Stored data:
___
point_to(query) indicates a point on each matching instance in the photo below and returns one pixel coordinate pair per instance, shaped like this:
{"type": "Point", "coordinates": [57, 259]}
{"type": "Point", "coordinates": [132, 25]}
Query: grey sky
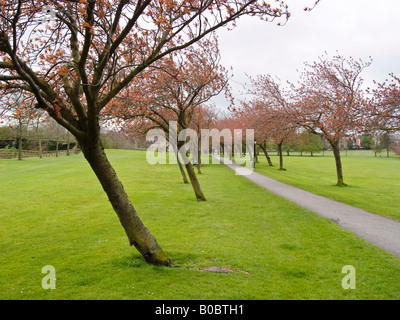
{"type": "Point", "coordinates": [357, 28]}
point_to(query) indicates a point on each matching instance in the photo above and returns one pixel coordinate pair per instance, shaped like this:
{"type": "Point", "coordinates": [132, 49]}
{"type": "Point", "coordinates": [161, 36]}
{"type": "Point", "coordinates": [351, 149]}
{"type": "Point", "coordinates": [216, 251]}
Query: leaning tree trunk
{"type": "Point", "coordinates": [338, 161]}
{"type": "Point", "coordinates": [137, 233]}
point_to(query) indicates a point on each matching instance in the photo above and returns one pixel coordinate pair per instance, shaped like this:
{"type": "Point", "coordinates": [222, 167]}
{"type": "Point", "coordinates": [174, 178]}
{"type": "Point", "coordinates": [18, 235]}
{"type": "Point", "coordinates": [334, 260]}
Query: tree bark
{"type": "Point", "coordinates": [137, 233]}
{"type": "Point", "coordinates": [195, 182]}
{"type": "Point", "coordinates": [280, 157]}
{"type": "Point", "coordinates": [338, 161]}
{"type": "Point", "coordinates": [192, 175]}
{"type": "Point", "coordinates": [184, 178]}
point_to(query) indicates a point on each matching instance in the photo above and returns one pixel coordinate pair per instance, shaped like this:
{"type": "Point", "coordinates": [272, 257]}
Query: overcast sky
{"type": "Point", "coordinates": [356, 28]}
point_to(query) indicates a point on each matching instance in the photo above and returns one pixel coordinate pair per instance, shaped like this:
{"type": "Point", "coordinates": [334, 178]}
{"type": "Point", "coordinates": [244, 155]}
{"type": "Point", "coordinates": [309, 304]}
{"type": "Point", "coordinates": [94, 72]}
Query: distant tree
___
● **ACTIVITY**: Above are the records; return them exactly, minus the pictures.

● **SOLVED PROBLEM**:
point_to(query) indicates a point on each matching instance in the photo below and returns one pixel coordinate pair per instance, shaped like this:
{"type": "Point", "coordinates": [57, 259]}
{"type": "Point", "coordinates": [132, 25]}
Query: grey sky
{"type": "Point", "coordinates": [357, 28]}
point_to(query) indicates a point on each matching instance in the photo above and returns one pixel coordinate pair per instance, shaped like this:
{"type": "Point", "coordinates": [132, 49]}
{"type": "Point", "coordinates": [161, 36]}
{"type": "Point", "coordinates": [351, 149]}
{"type": "Point", "coordinates": [216, 251]}
Query: leaning tree trunk
{"type": "Point", "coordinates": [338, 161]}
{"type": "Point", "coordinates": [137, 233]}
point_to(query) indicates a point on each matching instance in the photo above and returns one pixel coordinate pair per instance, shaped like this:
{"type": "Point", "coordinates": [222, 167]}
{"type": "Point", "coordinates": [174, 178]}
{"type": "Point", "coordinates": [18, 235]}
{"type": "Point", "coordinates": [334, 260]}
Query: tree bark
{"type": "Point", "coordinates": [137, 233]}
{"type": "Point", "coordinates": [195, 182]}
{"type": "Point", "coordinates": [280, 157]}
{"type": "Point", "coordinates": [338, 161]}
{"type": "Point", "coordinates": [192, 175]}
{"type": "Point", "coordinates": [184, 178]}
point_to(query) indicates a point on each matching instance in the photo above and returns one pixel coordinate pair per instance, shaped like this:
{"type": "Point", "coordinates": [272, 257]}
Query: overcast sky
{"type": "Point", "coordinates": [356, 28]}
point_to(query) indicates a point on each matching instance in the photo above and returns one pixel coordinate pair per instance, shaped like this:
{"type": "Point", "coordinates": [334, 178]}
{"type": "Point", "coordinates": [244, 155]}
{"type": "Point", "coordinates": [309, 304]}
{"type": "Point", "coordinates": [94, 72]}
Query: distant tree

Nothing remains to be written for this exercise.